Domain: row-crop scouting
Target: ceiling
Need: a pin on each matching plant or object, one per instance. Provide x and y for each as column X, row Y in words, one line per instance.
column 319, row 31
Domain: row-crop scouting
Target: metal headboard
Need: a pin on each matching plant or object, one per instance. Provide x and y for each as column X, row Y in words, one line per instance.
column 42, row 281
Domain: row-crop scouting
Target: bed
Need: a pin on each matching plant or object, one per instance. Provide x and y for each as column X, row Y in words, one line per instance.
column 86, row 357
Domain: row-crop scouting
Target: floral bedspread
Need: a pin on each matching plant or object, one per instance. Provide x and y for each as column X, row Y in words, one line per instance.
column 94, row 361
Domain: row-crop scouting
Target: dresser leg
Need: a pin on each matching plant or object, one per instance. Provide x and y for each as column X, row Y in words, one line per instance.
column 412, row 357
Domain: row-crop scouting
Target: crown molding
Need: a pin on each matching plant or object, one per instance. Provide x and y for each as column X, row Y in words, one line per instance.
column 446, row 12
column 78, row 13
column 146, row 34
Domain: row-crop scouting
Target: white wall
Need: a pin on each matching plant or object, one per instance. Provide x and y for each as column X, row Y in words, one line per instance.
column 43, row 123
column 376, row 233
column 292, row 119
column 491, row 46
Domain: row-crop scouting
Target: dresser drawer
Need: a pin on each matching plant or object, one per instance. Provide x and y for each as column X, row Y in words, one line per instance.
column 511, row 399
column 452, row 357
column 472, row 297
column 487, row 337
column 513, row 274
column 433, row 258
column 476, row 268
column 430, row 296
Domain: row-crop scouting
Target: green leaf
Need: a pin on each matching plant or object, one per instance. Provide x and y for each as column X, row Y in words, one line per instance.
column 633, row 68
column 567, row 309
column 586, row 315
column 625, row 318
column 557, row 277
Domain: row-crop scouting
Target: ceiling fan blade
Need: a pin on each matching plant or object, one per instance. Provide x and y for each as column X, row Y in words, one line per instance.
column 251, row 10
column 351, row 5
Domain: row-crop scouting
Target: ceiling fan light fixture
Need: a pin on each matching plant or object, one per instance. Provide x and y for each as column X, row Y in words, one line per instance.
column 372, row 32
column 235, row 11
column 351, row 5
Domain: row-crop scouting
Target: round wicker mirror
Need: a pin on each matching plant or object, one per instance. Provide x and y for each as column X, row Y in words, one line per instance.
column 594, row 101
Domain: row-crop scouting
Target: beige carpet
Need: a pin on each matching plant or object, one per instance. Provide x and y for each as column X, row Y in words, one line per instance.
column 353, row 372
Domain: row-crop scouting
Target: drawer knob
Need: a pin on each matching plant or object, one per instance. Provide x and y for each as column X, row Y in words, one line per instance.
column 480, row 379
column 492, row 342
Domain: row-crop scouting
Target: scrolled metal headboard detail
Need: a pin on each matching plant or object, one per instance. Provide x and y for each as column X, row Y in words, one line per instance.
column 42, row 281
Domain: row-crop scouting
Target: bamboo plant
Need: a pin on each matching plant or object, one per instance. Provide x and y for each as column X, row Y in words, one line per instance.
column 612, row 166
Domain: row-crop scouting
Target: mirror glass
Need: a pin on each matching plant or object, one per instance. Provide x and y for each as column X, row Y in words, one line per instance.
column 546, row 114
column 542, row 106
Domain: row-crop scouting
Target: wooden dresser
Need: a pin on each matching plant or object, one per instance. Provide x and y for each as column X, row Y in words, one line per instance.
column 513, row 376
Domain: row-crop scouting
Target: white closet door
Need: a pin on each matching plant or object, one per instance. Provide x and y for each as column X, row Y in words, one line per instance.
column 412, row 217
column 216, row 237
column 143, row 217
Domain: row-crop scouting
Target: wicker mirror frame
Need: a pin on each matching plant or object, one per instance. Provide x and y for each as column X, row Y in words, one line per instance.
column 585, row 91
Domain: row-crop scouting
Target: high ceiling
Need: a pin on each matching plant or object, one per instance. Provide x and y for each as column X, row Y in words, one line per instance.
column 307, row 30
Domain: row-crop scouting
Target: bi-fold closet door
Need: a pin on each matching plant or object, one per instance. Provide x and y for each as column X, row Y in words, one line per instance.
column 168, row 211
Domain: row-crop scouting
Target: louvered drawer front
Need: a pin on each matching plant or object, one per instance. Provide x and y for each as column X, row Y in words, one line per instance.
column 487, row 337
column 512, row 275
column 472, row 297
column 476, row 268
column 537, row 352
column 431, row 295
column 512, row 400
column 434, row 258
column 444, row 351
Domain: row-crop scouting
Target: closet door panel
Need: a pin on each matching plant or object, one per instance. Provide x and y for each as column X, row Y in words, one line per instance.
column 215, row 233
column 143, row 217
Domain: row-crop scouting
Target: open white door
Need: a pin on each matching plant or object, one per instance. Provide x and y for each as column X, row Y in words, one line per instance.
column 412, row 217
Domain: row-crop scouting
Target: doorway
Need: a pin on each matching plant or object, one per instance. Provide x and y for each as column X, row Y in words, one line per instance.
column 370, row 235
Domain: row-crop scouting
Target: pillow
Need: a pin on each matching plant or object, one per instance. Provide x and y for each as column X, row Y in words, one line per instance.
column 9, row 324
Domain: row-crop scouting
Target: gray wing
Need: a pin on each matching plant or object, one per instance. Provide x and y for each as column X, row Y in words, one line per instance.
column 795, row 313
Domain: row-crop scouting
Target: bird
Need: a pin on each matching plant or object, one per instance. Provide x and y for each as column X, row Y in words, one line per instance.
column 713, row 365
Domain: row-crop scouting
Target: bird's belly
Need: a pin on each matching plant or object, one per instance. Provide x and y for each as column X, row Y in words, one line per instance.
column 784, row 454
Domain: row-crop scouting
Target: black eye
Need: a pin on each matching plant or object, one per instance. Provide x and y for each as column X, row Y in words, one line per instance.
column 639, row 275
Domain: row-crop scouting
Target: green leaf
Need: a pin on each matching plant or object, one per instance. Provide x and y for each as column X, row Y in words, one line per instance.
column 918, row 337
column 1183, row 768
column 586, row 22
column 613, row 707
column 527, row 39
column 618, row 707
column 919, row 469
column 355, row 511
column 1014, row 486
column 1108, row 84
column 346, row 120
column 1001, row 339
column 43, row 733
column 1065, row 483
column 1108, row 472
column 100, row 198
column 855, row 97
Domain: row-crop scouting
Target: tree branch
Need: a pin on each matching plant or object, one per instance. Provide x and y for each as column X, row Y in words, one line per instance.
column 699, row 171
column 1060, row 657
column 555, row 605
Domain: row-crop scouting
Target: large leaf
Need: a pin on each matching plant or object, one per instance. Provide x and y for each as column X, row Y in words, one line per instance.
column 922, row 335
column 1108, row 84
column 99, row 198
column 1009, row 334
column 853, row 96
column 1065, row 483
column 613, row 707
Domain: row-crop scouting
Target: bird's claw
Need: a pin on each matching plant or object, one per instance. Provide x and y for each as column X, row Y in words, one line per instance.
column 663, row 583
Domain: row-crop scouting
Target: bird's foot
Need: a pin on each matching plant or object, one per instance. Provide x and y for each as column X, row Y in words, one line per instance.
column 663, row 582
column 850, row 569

_ _ _ _ _ _ _

YOUR GOAL: List every line from the items above that contains the word "white", copying each line in full.

THE RESULT:
Target: white wall
Target: white closet door
Target: open white door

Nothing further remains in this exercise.